[本文]
%%
教育年報1975年(S50)-279/303page
福島県立図書館
第1節 概要
昨今はいわゆる情報化社会といわれ各種の情報と絶えざる
接触を余儀なくされている。また、生がい教育の必要性が強
調され、余暇時間の活用等、今日ではこれらの社会的状況に
即応すべく図書館の役割は従前にも増して重要視されてきて
いる。
このような社会の動きに対して情報提供の機関としての図
書館はいかにあるべきか、その運営面にも情勢の先達となれ
る生きた図書館づくりを考えていく必要がある。
本年度は、これらを踏まえながら次に掲げるものについて
特に意を用い、図書館活動の強化を図った。
(1)図書館資料の質的充実
(2)調査相談機能の充実と奉仕活動の強化
(3)移動図書館の効果的運用
(4)親子読書文庫の充実
(5)読書普及活動の推進
なお、県立図書館としての施設設備、環境面などについて
も、すでに検討を加える時機にきているので新館建設につい
ては、今後とも諸情勢を考慮しながら前向きに推し進めてい
きたい。
1 図書館協議会
図書館法に基づき設置するところの図書館協議会委員につ
いて、本年度は下記のとおり委嘱され、図書館の運営その他
について意見等を求めるなど、協力を願った。
県立図書館協議会委員 任期(昭和50年6月 昭和52年3月)
%%
福島県立図書館の年報の本文を、最後の行の次から書き継いでください。 データは福島県立図書館の年報とは別の出典から取られています。

[提示データ]
%%
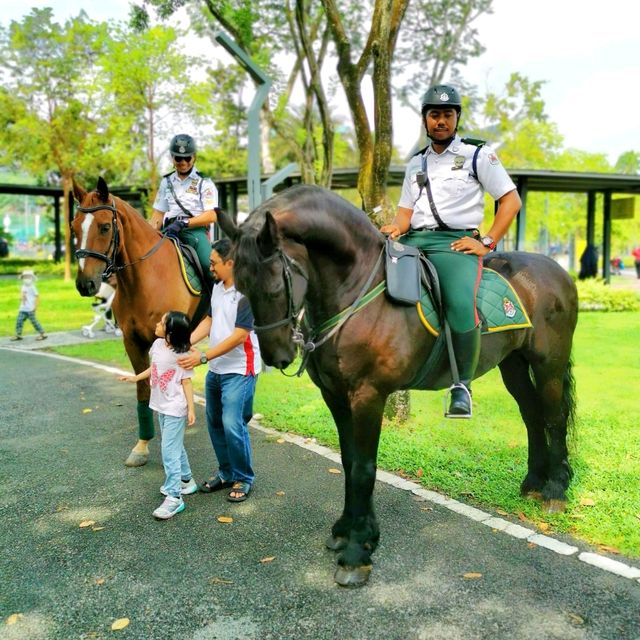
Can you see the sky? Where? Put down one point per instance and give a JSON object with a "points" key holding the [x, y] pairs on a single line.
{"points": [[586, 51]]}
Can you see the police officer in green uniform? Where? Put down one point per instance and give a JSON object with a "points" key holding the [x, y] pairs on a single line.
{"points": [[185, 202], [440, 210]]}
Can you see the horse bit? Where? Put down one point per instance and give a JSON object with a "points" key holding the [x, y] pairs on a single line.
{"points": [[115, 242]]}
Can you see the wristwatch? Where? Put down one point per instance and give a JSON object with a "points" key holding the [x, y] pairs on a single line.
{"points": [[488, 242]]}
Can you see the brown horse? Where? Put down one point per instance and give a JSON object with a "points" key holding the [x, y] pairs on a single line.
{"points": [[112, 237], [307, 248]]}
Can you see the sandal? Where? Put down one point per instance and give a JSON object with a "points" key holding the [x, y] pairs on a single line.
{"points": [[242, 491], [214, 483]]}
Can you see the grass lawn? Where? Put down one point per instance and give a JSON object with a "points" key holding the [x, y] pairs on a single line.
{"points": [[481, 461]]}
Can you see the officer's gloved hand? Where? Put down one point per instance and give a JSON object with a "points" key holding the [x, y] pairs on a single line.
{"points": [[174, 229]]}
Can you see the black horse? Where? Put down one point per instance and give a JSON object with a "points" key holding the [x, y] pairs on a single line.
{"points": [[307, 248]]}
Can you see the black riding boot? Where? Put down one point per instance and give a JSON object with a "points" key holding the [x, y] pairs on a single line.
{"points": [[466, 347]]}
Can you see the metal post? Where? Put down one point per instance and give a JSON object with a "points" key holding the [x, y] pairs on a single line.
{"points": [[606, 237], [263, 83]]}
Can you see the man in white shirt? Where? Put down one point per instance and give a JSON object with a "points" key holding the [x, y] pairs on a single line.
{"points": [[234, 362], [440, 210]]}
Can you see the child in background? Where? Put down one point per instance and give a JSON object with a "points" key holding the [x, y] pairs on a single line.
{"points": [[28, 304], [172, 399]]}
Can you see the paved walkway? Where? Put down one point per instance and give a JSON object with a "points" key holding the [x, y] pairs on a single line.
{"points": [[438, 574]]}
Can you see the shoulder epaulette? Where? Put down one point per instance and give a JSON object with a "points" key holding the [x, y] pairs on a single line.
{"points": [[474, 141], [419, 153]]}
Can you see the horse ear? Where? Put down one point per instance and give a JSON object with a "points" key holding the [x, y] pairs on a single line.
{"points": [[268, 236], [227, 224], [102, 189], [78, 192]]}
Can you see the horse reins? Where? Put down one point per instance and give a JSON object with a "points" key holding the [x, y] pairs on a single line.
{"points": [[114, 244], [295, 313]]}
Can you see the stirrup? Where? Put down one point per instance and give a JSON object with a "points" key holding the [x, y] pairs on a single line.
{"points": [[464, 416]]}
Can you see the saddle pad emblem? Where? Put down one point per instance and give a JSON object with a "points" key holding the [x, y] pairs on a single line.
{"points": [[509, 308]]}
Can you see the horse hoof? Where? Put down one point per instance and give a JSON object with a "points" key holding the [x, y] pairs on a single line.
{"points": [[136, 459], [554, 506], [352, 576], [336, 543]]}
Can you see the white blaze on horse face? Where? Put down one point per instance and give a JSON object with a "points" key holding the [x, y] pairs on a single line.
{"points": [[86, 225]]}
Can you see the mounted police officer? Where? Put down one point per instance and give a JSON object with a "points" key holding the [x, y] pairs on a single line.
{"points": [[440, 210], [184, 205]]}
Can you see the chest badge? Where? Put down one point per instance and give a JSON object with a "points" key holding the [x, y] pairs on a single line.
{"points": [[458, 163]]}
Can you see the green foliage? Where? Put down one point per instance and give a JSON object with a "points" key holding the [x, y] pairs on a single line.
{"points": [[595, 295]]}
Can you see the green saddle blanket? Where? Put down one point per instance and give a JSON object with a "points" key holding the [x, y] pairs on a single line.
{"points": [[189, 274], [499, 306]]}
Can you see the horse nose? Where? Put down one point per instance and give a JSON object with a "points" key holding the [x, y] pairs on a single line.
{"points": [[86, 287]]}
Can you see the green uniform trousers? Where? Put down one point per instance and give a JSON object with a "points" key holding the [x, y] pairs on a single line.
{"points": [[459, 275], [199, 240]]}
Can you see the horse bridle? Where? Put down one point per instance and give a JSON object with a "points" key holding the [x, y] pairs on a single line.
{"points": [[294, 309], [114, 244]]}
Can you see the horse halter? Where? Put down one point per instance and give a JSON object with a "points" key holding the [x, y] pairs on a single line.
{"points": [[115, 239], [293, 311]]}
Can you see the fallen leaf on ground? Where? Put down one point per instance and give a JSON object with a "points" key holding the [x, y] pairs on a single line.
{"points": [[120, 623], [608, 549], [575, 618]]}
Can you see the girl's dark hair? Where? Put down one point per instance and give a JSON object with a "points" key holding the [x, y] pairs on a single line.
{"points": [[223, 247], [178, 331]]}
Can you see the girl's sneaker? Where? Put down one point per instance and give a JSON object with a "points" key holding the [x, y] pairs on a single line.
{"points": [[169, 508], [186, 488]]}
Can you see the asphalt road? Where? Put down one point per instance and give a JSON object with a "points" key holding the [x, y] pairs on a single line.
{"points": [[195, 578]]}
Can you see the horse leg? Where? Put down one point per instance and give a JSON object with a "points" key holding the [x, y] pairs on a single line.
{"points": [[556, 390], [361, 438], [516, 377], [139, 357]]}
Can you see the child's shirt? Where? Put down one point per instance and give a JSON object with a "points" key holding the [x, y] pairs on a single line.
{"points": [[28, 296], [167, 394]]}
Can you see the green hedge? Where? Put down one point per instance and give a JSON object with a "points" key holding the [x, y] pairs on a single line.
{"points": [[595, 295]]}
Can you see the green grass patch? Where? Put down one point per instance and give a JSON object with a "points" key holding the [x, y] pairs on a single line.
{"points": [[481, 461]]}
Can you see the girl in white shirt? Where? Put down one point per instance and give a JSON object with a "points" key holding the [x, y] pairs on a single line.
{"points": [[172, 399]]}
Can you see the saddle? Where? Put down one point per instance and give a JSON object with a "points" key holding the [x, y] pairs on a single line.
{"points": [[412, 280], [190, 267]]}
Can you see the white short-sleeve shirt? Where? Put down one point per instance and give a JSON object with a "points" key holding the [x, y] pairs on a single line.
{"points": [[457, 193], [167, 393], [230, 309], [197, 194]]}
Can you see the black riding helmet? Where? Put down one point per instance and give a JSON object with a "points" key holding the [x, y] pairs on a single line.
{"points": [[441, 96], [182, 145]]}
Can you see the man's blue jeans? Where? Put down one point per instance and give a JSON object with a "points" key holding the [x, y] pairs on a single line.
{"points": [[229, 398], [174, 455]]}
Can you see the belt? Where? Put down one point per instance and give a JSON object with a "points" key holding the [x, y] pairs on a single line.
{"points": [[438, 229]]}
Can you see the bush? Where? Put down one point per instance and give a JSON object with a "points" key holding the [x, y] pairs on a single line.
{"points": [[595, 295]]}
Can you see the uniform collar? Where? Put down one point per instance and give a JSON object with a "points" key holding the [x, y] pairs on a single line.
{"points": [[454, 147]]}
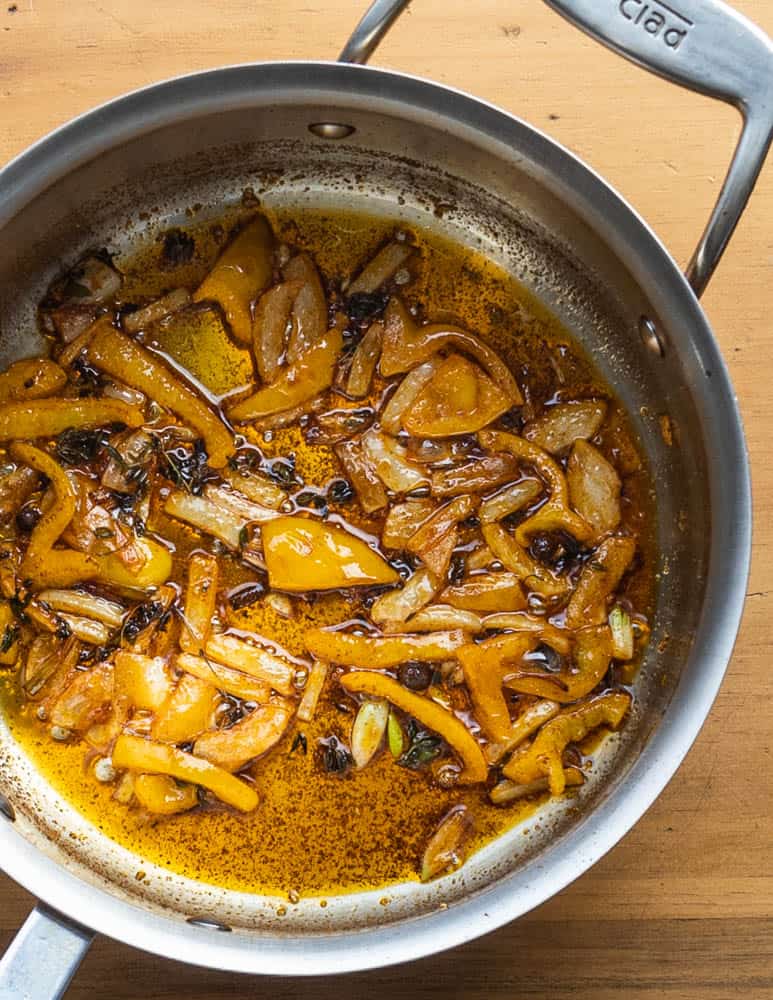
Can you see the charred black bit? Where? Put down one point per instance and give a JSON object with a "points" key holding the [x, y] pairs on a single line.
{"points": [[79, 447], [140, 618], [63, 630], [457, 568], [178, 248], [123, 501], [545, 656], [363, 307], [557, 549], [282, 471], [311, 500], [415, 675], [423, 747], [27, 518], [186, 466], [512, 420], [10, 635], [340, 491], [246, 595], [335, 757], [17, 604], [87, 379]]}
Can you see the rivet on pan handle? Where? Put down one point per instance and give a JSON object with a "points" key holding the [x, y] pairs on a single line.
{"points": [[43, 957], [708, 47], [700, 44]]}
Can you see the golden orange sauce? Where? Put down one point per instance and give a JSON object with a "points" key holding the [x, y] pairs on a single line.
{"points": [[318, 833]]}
%%
[期待される出力]
氏 名 役 職 名 赤津千町 県立福島女子高等学校長 菅原仁 福島市立信陸中学校長 佐藤清子 田村郡婦人会連絡協議会長 長谷川次男 喜多方市中央公民館長 辺見正治 福島市教育委員会教育長 小林忠道 福島市社会教育委員 高橋清 NHK福島放送局長 高山聡 県信用保証協会専務理事 佐藤俊夫 県地方労働委員 大野雅人 県議会議員
第2節 整理事務
本年度は蓄積された未整理図書の整理を極力推し進めるこ
とに心がけ、購入冊数を上回る整理を行い得た。
1 一般資料の収集
(1)一般資料の収業
月2回にわたって館内収書委員会を開催し、収書にあた
った。特に前年度診断を実施した語学部門については、大
半購入することができ、面目を一新した。
(2)郷土資料の収集
県内において出版された資料については、その寄贈が漸
く円滑になってきており、内容の如何を問わず蓄積される
ようになったことは、喜ばしい。特に行政資料について庁
内各課との協力がスムーズにとれ、県内各地のものが、各
分野にわたって集ってくるようになった。今後更に各方面
の配慮をお願いするものである。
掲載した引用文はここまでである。